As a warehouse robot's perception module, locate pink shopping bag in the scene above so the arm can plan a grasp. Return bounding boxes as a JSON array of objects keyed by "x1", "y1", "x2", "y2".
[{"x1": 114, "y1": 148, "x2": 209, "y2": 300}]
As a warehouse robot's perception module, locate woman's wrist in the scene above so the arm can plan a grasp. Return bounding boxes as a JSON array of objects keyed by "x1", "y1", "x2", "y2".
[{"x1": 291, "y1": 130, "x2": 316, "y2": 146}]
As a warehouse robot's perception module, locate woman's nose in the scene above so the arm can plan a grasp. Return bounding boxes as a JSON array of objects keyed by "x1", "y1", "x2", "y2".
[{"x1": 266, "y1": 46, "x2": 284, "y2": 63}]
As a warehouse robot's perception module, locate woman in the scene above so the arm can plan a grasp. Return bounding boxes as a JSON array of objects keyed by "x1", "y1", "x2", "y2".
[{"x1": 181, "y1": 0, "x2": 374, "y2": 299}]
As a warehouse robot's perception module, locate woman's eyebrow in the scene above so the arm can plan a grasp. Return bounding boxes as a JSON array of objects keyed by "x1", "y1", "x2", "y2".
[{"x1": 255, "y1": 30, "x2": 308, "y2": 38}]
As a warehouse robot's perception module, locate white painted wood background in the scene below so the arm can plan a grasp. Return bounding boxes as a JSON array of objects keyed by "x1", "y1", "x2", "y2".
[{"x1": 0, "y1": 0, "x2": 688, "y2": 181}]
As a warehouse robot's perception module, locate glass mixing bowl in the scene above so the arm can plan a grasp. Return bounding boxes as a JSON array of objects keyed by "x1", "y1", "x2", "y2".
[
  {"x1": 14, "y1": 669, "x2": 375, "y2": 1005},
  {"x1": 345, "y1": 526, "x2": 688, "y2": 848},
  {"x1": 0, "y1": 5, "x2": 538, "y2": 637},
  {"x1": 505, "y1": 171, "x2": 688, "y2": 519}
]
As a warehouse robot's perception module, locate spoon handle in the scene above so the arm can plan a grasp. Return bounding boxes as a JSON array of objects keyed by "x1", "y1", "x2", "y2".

**Exercise brief:** Please arrange every line of the items above as a Markdown table with the columns "No." and "Text", numbering the rows in order and skipping blank lines.

**Exercise answer:**
| No. | Text |
|---|---|
| 1 | As a warehouse robot's perception module, locate pink shopping bag in the scene above so the arm can plan a grasp. Return bounding boxes as a JSON array of objects keyed by "x1", "y1", "x2", "y2". |
| 2 | [{"x1": 114, "y1": 148, "x2": 209, "y2": 300}] |
| 3 | As a warehouse robot's perception module, locate woman's wrist in the scene above so the arm can plan a grasp. Return bounding boxes as a JSON array of objects keyed by "x1", "y1", "x2", "y2". |
| 4 | [{"x1": 291, "y1": 130, "x2": 316, "y2": 146}] |
| 5 | As a warehouse robot's perception module, locate woman's nose in the scene above so the arm can plan a grasp. Return bounding boxes as a JSON array of objects keyed by "x1", "y1", "x2", "y2". |
| 6 | [{"x1": 266, "y1": 46, "x2": 284, "y2": 63}] |
| 7 | As a warehouse robot's perception module, locate woman in the scene above so the arm can plan a grasp. Return bounding boxes as a JSON array of objects keyed by "x1", "y1", "x2", "y2". |
| 8 | [{"x1": 181, "y1": 0, "x2": 374, "y2": 299}] |
| 9 | As a warehouse robot's perception module, locate woman's eyebrow in the scene above so the arm can plan a grasp. Return bounding boxes as a JSON array of objects keyed by "x1", "y1", "x2", "y2". |
| 10 | [{"x1": 255, "y1": 30, "x2": 308, "y2": 38}] |
| 11 | As a warehouse robot's perception module, locate white painted wood background in the scene below so the arm can plan a grasp. Return bounding boxes as a JSON array of objects keyed by "x1", "y1", "x2", "y2". |
| 12 | [{"x1": 0, "y1": 0, "x2": 688, "y2": 181}] |
| 13 | As a warehouse robot's perception module, locate glass mixing bowl in the scene above so the arm can plan a grasp. Return bounding boxes as a JSON array of objects keyed by "x1", "y1", "x2", "y2". |
| 14 | [ |
| 15 |   {"x1": 14, "y1": 669, "x2": 375, "y2": 1005}, |
| 16 |   {"x1": 345, "y1": 526, "x2": 688, "y2": 848}, |
| 17 |   {"x1": 0, "y1": 5, "x2": 538, "y2": 637}, |
| 18 |   {"x1": 505, "y1": 171, "x2": 688, "y2": 519} |
| 19 | ] |
| 20 | As a warehouse robot's perception module, locate spoon handle in the scene above so the arm can plan a grasp. Return bounding boxes as a JSON array of objects keyed by "x1", "y1", "x2", "y2". |